# PAGE TEXT
Decoding the Peanut
Over the past couple years, an archaeological dig—of the genetic kind—has been in the works to uncover the complex beginnings of the beloved peanut, Arachis hypogaea.
Major headway was made in 2014, when an international team of scientists from the Agricultural Research Service (ARS), University of Georgia, and other organizations announced the completion of a first-draft sequence of the peanut’s book of life—or “genome.”
The team accomplished the feat using cutting-edge tools to decode the order of the DNA bases that make up the genomes of the modern peanut’s wild ancestors, which merged long ago to form the cultivated species grown today as a source of high-quality cooking oil and nutritious food.
A research paper published in the February 2016 issue of Nature Genetics describes the results of the team’s draft genome-sequencing efforts. The advance should speed efforts to breed new peanut varieties that have desirable traits like higher yield; longer shelf life; and greater resilience to pests, diseases, and drought.
According to Steven Cannon, one of four ARS participants on the Peanut Genome Project, the effort uncovers most of the genes and regulatory elements necessary for making a peanut plant. That’s no small task, considering that the modern-day peanut’s genome totals about 2.7 billion base pairs—a size approaching that of the human genome (3 billion base pairs).

# GIVEN MATERIAL
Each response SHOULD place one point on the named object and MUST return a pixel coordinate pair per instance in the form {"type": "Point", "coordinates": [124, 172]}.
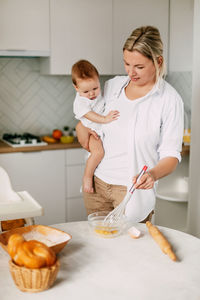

# TASK GOAL
Translate this sentence from the text on decoding the peanut into Spanish: "The advance should speed efforts to breed new peanut varieties that have desirable traits like higher yield; longer shelf life; and greater resilience to pests, diseases, and drought." The lines are unrelated to the text on decoding the peanut.

# RESULT OF THIS EXERCISE
El avance debería acelerar los esfuerzos para obtener nuevas variedades de maní con rasgos deseables como un mayor rendimiento; una vida útil más larga; y una mayor resistencia a plagas, enfermedades y sequía.